→ What the task asks
Copy the data word for word, starting at the beginning and going on through the line with "box: [0, 306, 952, 461]". Leave the pictures out of your copy.

++++++++++++++++++++

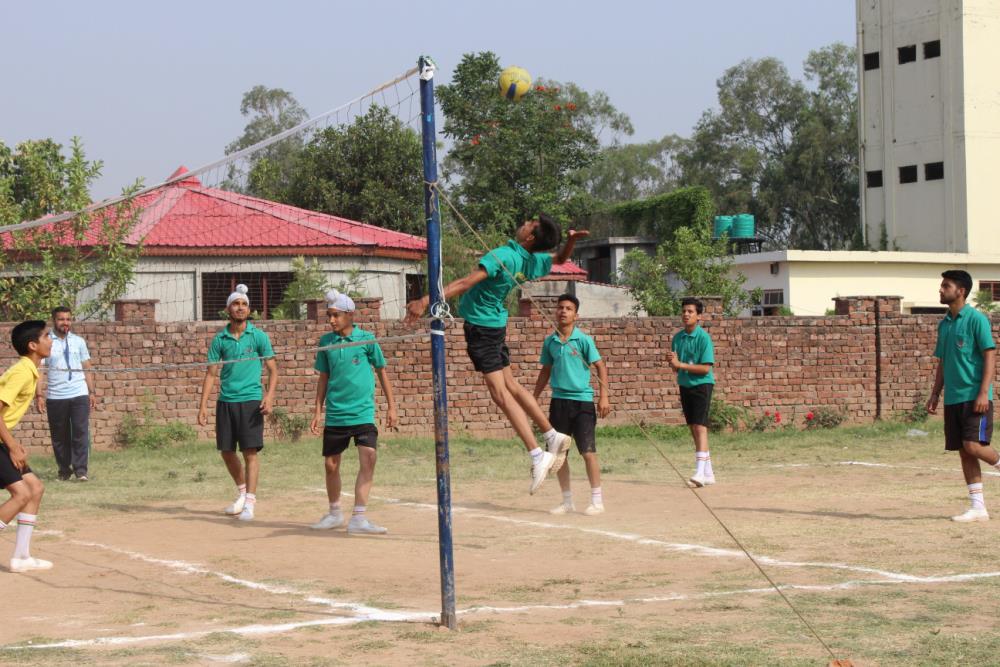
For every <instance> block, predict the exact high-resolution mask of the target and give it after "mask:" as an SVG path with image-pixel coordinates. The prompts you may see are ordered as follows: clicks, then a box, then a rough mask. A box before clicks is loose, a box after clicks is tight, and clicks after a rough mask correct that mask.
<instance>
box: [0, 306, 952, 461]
mask: <svg viewBox="0 0 1000 667" xmlns="http://www.w3.org/2000/svg"><path fill="white" fill-rule="evenodd" d="M878 303H879V306H880V312H879V315H878V326H877V327H876V313H875V304H876V299H875V298H874V297H859V298H851V299H845V300H843V301H842V302H841V304H839V307H840V308H841V309H842V312H843V313H844V314H842V315H835V316H830V317H817V318H804V317H766V318H760V317H758V318H730V319H727V318H721V317H718V316H712V317H710V318H709V319H708V320H707V321H706V323H705V328H706V329H707V330H708V331H709V332H710V333H711V335H712V338H713V339H714V341H715V348H716V376H717V382H718V384H717V389H716V391H717V395H718V396H721V397H722V398H723V399H724V400H726V401H728V402H730V403H734V404H739V405H742V406H745V407H748V408H751V409H754V410H757V411H760V412H762V411H764V410H767V409H770V410H774V409H779V410H781V411H782V413H783V417H785V418H786V419H787V418H792V417H794V416H795V415H798V420H799V421H801V418H802V415H803V413H804V412H806V411H807V410H809V409H812V408H816V407H818V406H833V407H838V408H841V409H844V410H846V412H847V414H848V416H849V418H850V419H851V420H852V421H855V422H868V421H872V420H873V419H875V418H876V410H877V408H878V406H879V404H880V403H881V414H882V416H883V417H891V416H894V415H895V414H897V413H898V412H900V411H903V410H908V409H910V408H911V407H912V406H913V405H914V403H915V402H916V401H918V400H920V399H922V398H924V397H925V396H926V393H927V391H928V389H929V387H930V382H931V370H932V368H933V365H932V359H931V354H932V352H933V346H934V338H935V335H936V327H937V322H938V319H939V318H938V317H937V316H910V315H901V314H900V313H899V312H898V299H897V300H895V301H892V299H891V298H883V297H879V301H878ZM374 317H377V310H373V309H369V310H366V311H365V312H364V313H362V314H361V316H360V317H359V320H360V319H369V320H370V319H371V318H374ZM10 326H11V325H10V324H5V325H0V336H2V340H8V336H9V331H10ZM219 326H220V324H219V323H205V322H195V323H170V324H165V323H149V322H146V323H140V322H111V323H90V324H78V325H76V327H75V328H74V331H75V332H76V333H78V334H80V335H82V336H83V337H84V338H85V339H86V340H87V343H88V345H89V347H90V350H91V354H92V356H93V363H94V365H95V366H99V367H100V366H110V367H146V366H149V365H155V364H172V363H189V362H198V361H202V360H203V359H204V355H205V350H206V349H207V346H208V343H209V341H210V340H211V338H212V337H213V336H214V335H215V333H216V332H217V331H218V329H219ZM260 326H261V327H262V328H263V329H264V330H265V331H267V332H268V333H269V334H270V336H271V340H272V341H273V343H274V346H275V350H276V352H277V353H278V355H279V357H278V359H279V367H280V371H281V381H280V385H279V392H278V401H277V405H280V406H282V407H284V408H285V409H287V410H288V411H290V412H293V413H303V414H311V411H312V402H313V396H314V391H315V381H316V380H315V374H314V372H313V371H312V364H313V360H314V354H313V353H312V352H311V349H310V348H312V347H314V346H315V345H316V344H317V341H318V340H319V337H320V336H321V335H323V334H324V333H326V332H327V331H328V330H329V327H328V325H326V324H322V323H317V322H314V321H299V322H263V323H261V324H260ZM362 326H364V327H366V328H369V329H372V330H374V331H375V333H376V334H377V335H378V336H379V337H386V336H394V335H399V334H405V333H412V330H410V329H407V328H406V327H405V326H404V325H403V324H402V323H401V322H397V321H392V322H387V321H369V322H368V323H367V324H365V323H362ZM581 327H582V328H583V329H584V330H585V331H587V332H588V333H590V334H591V335H592V336H593V337H594V338H595V340H596V342H597V345H598V347H599V349H600V350H601V353H602V355H603V356H604V358H605V360H606V361H607V363H608V369H609V374H610V383H611V389H612V406H613V407H614V408H615V413H614V415H613V416H612V418H611V420H610V421H612V422H617V423H630V422H631V420H632V419H633V418H637V419H642V420H645V421H647V422H667V423H680V422H681V420H682V418H681V414H680V406H679V404H678V397H677V383H676V380H675V377H674V375H673V373H672V372H670V371H669V369H668V367H667V365H666V363H665V362H664V359H663V351H664V350H665V349H667V348H668V347H669V342H670V338H671V336H672V335H673V334H674V333H675V332H676V331H677V330H678V329H679V327H680V322H679V320H678V319H676V318H622V319H602V320H583V321H581ZM547 332H548V328H547V324H546V322H545V321H544V320H542V319H529V318H513V319H511V321H510V324H509V328H508V339H507V340H508V345H509V346H510V348H511V356H512V362H513V363H514V365H515V368H516V371H517V376H518V378H519V379H520V381H521V382H522V384H523V385H524V386H525V387H528V388H529V389H530V388H531V387H532V386H533V385H534V380H535V376H536V373H537V368H538V366H537V360H538V350H539V347H540V344H541V341H542V339H543V338H544V337H545V335H546V334H547ZM446 340H447V345H448V373H449V379H448V397H449V404H450V426H451V430H452V432H453V433H457V432H461V431H470V432H475V433H489V434H491V435H494V436H498V437H510V438H511V439H513V438H514V435H513V432H512V431H511V429H510V428H509V427H508V426H507V424H506V421H505V419H504V418H503V417H502V415H501V413H500V411H499V410H498V409H497V408H495V407H494V406H493V405H492V403H491V402H490V399H489V396H488V394H487V392H486V390H485V388H484V387H483V384H482V380H481V378H480V377H479V375H478V374H476V373H475V372H474V370H473V369H472V365H471V363H470V362H469V361H468V359H467V357H466V355H465V349H464V341H463V339H462V332H461V326H460V323H455V324H453V325H452V326H451V327H449V332H448V336H447V338H446ZM2 347H3V350H2V351H0V365H2V366H3V367H4V368H5V367H6V366H8V365H9V364H10V363H11V362H12V361H13V360H14V354H13V350H11V348H10V347H9V345H4V346H2ZM877 347H880V349H881V359H880V363H878V364H877V363H876V362H877V355H876V349H877ZM383 349H384V351H385V355H386V357H387V359H388V361H389V367H388V372H389V377H390V378H391V380H392V382H393V385H394V387H395V389H396V393H397V397H398V407H399V414H400V418H401V422H402V424H401V427H402V430H403V431H404V432H407V433H426V434H430V433H431V431H432V424H433V419H432V414H433V413H432V405H431V371H430V365H429V357H430V355H429V350H428V345H427V343H425V342H422V341H415V340H407V341H401V342H389V343H385V344H384V345H383ZM876 371H878V375H879V380H880V384H879V385H878V386H877V385H876V374H877V373H876ZM203 376H204V369H203V368H194V369H183V370H157V369H151V370H143V371H137V372H131V373H125V374H113V375H112V374H107V375H98V376H97V377H96V383H97V387H98V391H99V394H100V398H101V406H100V409H99V410H98V411H97V412H95V413H93V415H92V420H93V422H92V435H93V439H94V443H95V445H96V446H97V447H107V446H109V445H111V444H112V443H113V438H114V435H115V431H116V429H117V426H118V424H119V422H120V420H121V417H122V415H123V414H125V413H126V412H129V411H136V410H140V409H141V407H142V402H143V400H144V397H148V398H146V399H145V400H149V401H152V404H153V407H154V408H155V411H156V413H157V415H158V416H159V418H161V419H180V420H184V421H186V422H188V423H190V424H195V420H196V416H197V410H198V400H199V395H200V390H201V380H202V378H203ZM379 401H380V403H381V402H382V399H381V392H379ZM545 405H547V402H546V403H545ZM786 416H787V417H786ZM200 432H201V435H202V436H203V437H205V438H210V437H212V432H211V429H201V430H200ZM16 434H17V435H18V436H19V437H20V438H21V439H22V440H23V442H25V444H27V445H29V446H31V447H33V448H39V447H47V446H48V442H49V436H48V427H47V423H46V422H45V417H44V416H42V415H39V414H37V413H35V412H34V410H32V411H30V412H29V413H28V415H26V417H25V418H24V420H23V421H22V422H21V424H20V425H19V426H18V427H17V430H16Z"/></svg>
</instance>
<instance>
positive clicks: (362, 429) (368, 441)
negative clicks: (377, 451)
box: [323, 424, 378, 457]
mask: <svg viewBox="0 0 1000 667" xmlns="http://www.w3.org/2000/svg"><path fill="white" fill-rule="evenodd" d="M351 438H354V445H355V446H356V447H371V448H372V449H376V448H378V428H377V427H376V426H375V424H357V425H355V426H327V427H326V428H324V429H323V456H324V457H326V456H336V455H337V454H342V453H343V452H344V450H345V449H347V447H348V445H350V444H351Z"/></svg>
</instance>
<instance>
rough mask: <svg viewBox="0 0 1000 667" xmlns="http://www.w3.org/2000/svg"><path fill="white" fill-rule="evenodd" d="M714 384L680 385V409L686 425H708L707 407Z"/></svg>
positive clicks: (710, 402) (707, 412)
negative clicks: (680, 393) (692, 385)
mask: <svg viewBox="0 0 1000 667" xmlns="http://www.w3.org/2000/svg"><path fill="white" fill-rule="evenodd" d="M714 388H715V385H714V384H710V383H706V384H696V385H695V386H693V387H681V409H682V410H683V411H684V421H685V422H687V424H688V426H691V425H692V424H698V425H700V426H708V409H709V407H710V406H711V405H712V390H713V389H714Z"/></svg>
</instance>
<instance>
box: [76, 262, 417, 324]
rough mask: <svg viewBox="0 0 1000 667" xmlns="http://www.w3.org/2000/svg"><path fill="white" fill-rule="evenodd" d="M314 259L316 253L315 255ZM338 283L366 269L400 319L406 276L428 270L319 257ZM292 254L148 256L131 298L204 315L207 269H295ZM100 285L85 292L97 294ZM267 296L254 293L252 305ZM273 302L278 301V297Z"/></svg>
mask: <svg viewBox="0 0 1000 667" xmlns="http://www.w3.org/2000/svg"><path fill="white" fill-rule="evenodd" d="M309 259H310V261H311V258H309ZM317 259H318V261H319V264H320V266H321V267H322V269H323V271H324V273H325V274H326V276H327V278H328V281H329V282H330V284H331V285H332V286H337V285H338V284H339V283H340V282H341V281H346V280H347V279H348V277H349V272H350V271H352V270H354V269H360V271H361V273H360V275H359V286H360V289H361V290H362V291H363V292H364V294H365V296H381V297H382V317H383V318H385V319H398V318H400V317H402V316H403V313H404V310H405V307H406V275H407V274H420V273H423V272H424V269H423V267H422V264H421V263H420V262H414V261H412V260H401V259H393V258H386V257H318V258H317ZM291 261H292V258H291V257H142V258H140V260H139V264H138V266H137V267H136V272H135V278H134V280H133V282H132V284H131V285H130V286H129V289H128V291H127V292H126V294H125V295H124V296H123V297H122V298H125V299H157V300H158V301H159V303H158V304H157V306H156V313H157V319H158V320H159V321H162V322H175V321H187V320H199V319H201V313H202V304H201V295H202V289H201V288H202V276H203V275H204V274H207V273H240V272H267V273H270V272H278V273H285V272H290V271H291V270H292V269H291ZM95 293H96V288H95V289H93V290H88V291H87V292H84V293H83V294H82V295H81V300H86V299H89V298H93V296H94V294H95ZM260 296H261V295H254V294H253V293H251V294H250V305H251V307H252V308H253V307H254V306H255V302H254V299H255V297H256V298H257V299H258V301H257V303H259V299H260ZM272 305H277V304H276V303H273V302H272Z"/></svg>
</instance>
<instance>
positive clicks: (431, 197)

++++++++++++++++++++

→ Written solution
For every <instance> block, predict the exact high-resolution mask of the target and give it after "mask:" as an SVG path with image-pixel coordinates. The prompts you may see are ordered as follows: clicks, then a box, then a rough mask. A box before clicks is loose, a box after clicks is tight, and clicks after a rough mask correct that mask.
<instance>
box: [0, 306, 952, 461]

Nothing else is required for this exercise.